Legal Theory Lexicon: Hypotheticals
Introduction
The hypothetical (or "hypo") is so familiar to anyone who has received a legal education in the United States that you might ask, "Can there possibly be anything of theoretical interest in the hypothetical?" And in the same vein, "We all know what hypos are."
The purpose of this post is to reflect on the "hypothetical," with the
special purpose of equipping law students with an interest in legal
theory for the task of thinking rigorous and analytically about
hypotheticals, what they are, what they can and can't accomplish, how
to construct them, and how to maneuver around them.
What is a hypothetical?
Merriam-Webster defines hypothetical as "being or involving a hypothesis : CONJECTURAL," and hypothesis
as "an assumption or concession made for the sake of argument" or "a
tentative assumption made in order to draw out and test its logical or
empirical consequences," from the Greek from hypotithenai, "to put under."
In
American law schools, the pure hypothetical is a counterfactual
variation on the fact pattern of an actual case. The hypothetical plays
an important role in the Socratic style of law school teaching.
Here is a very simple example. If the actual case involved a
contract between Ben and Alice, in which Alice agreed in writing to fix
Ben's roof, and Ben agreed to pay Alice $100, Alice did not perform,
and Ben had to pay $200 to another roofer, we might get hypos like the
following:
- What if the agreement had been oral instead of in writing?
- What if the contract price had been $300?
- What if Alice had been a minor?
- What if the contract had not specified a price?
- What if Alice did the job, but the roof still leaked?
- And so on.
The Purposes of Hypotheticals
Why do law professors use hypotheticals?
- As a tool for the explication of legal doctrine.
- As a tool for exploring the moral underpinnings of legal rules
- As a tool for exploring the consequences of legal rules.
Law students quickly become familiar with the first of the three
kinds of hypotheticals. They read a case and learn a rule. The
professor then poses hypothetical variations on the case to test the
student's knowledge of the rule. Typically, the hypo is followed with a
question like, "What result?" But legal education is also about the
normative analysis of legal doctrine, and hypotheticals can also be
used to explore our intuitions about the morality of the law. Such
hypos are frequently end with, "What should the result be?" And the
follow-up question, "That's the rule, but do you think that is the right
result?" Finally, contemporary legal education incorporates a healthy
dose of economic analysis. So, we can add information about prices to
hypos and then ask what consequences a rule will produce if the various
actors are "rational" in the economic sense.
"Beware the hypothetical, my son. The laws that catch, the facts that bite."
Hypos
can be fun, but many law students don't have a good time, when they are
led to contradict themselves by a series of hypos. Having learned not
to contradict yourself, you may then find that by remaining consistent,
you can be led, step by step, to an answer that is consistent but
absurd. If you can adopt a Zen-like attitude to this process, there is nothing wrong with going along for the ride.

* EXERCISE BRIEF *
Reproduce the hypotheticals passage word for word, from "Here is a very" up to and including "- And so on.".

* EXTRACTED RECORDS *

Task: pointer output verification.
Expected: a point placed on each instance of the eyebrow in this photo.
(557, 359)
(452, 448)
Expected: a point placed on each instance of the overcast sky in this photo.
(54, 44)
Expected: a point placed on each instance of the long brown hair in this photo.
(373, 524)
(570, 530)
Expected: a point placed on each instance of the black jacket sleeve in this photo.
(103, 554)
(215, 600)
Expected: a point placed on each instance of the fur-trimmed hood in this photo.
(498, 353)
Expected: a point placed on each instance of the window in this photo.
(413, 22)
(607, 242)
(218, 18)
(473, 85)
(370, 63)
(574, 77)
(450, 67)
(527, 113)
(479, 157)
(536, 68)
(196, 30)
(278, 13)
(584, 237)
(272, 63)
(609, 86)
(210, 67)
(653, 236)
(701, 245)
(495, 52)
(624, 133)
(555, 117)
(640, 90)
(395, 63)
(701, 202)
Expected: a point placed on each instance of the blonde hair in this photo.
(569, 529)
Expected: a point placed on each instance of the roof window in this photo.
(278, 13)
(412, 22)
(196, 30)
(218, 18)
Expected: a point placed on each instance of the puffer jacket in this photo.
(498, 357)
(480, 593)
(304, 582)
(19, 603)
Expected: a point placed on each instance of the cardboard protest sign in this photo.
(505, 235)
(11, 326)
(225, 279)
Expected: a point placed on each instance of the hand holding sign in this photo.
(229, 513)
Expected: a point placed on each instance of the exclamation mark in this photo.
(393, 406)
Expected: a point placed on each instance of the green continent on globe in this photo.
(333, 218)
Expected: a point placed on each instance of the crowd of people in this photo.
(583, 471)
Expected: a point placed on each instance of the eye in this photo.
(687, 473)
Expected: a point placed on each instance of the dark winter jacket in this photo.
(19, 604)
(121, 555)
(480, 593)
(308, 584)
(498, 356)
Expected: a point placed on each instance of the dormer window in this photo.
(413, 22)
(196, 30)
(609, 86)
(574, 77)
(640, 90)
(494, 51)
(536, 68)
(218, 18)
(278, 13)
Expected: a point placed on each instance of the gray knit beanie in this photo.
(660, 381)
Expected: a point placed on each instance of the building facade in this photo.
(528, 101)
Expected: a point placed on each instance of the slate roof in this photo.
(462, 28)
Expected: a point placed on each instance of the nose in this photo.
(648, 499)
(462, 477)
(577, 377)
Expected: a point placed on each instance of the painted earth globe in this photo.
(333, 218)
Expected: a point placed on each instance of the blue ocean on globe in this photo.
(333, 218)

* RESPONSE *
Here is a very simple example. If the actual case involved a
contract between Ben and Alice, in which Alice agreed in writing to fix
Ben's roof, and Ben agreed to pay Alice $100, Alice did not perform,
and Ben had to pay $200 to another roofer, we might get hypos like the
following:
- What if the agreement had been oral instead of in writing?
- What if the contract price had been $300?
- What if Alice had been a minor?
- What if the contract had not specified a price?
- What if Alice did the job, but the roof still leaked?
- And so on.